What this task involves >>
Copy out every row below line for line, with nothing changed. Leave the pictures out.

[Outline entries for images]

━━━━━━━━━━━━━━━━━━━━

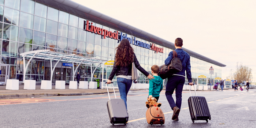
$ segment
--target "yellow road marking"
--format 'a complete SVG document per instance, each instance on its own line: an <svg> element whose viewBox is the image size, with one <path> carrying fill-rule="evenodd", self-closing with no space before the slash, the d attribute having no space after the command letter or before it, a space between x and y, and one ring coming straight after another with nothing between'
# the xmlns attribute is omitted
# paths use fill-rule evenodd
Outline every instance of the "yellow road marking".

━━━━━━━━━━━━━━━━━━━━

The output >>
$ segment
--target "yellow road marking"
--format 'a complete SVG document per instance, each instance on its own line: an <svg> element whose viewBox is the image size, with one <path> carrying fill-rule="evenodd", self-closing with no space before the slash, the d attribute having no space after the command letter or before it, a space between x and y, and one ring coming straight after another with nothing between'
# the xmlns attribute is omitted
# paths use fill-rule evenodd
Outline every instance of the "yellow road marking".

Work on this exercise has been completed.